(Collected data entries)
■ ■ ■ ■ ■ ■ ■

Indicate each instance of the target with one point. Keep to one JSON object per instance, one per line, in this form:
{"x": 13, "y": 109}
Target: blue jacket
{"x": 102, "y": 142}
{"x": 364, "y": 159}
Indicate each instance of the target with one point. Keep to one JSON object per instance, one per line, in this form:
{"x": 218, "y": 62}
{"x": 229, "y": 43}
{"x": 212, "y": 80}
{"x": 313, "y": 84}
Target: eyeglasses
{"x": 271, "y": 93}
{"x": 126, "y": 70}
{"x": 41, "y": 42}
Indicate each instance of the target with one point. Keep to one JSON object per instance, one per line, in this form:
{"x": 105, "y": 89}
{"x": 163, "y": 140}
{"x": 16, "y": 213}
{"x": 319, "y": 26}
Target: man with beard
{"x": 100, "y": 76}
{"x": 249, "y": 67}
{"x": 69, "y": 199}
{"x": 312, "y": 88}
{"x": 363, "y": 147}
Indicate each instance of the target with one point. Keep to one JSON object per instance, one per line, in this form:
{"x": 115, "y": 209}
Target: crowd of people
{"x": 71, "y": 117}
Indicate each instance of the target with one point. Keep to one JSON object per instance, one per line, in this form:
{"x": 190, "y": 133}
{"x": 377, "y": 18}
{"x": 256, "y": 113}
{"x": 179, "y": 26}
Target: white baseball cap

■ ■ ■ ■ ■ ■ ■

▸ **To do**:
Please update the material above by replacing every "Indicate" with "Mark" and leaving everything else unchanged.

▸ **Solution**:
Mark each instance of the target with one point. Keep to one JSON object per instance, one per line, in this form:
{"x": 13, "y": 109}
Target: blue jacket
{"x": 102, "y": 142}
{"x": 364, "y": 159}
Mark each instance of the target with one point. Keep to one JSON object per instance, one per line, in this form:
{"x": 218, "y": 62}
{"x": 229, "y": 43}
{"x": 212, "y": 80}
{"x": 313, "y": 84}
Target: eyeglasses
{"x": 271, "y": 93}
{"x": 126, "y": 70}
{"x": 41, "y": 42}
Mark each instance of the target with one point. Keep to one JSON object per instance, one per line, in this form:
{"x": 105, "y": 89}
{"x": 163, "y": 140}
{"x": 16, "y": 213}
{"x": 319, "y": 26}
Target: man with beard
{"x": 100, "y": 76}
{"x": 249, "y": 67}
{"x": 69, "y": 199}
{"x": 312, "y": 88}
{"x": 363, "y": 147}
Mark each instance of the target with one point. Keep to one JSON object per instance, one per line, in this form:
{"x": 115, "y": 209}
Target: crowd of people
{"x": 71, "y": 117}
Mark each instance of the target with one point. Keep to one JSON object per instance, one per line, in this form:
{"x": 190, "y": 133}
{"x": 377, "y": 18}
{"x": 256, "y": 113}
{"x": 179, "y": 26}
Target: white baseball cap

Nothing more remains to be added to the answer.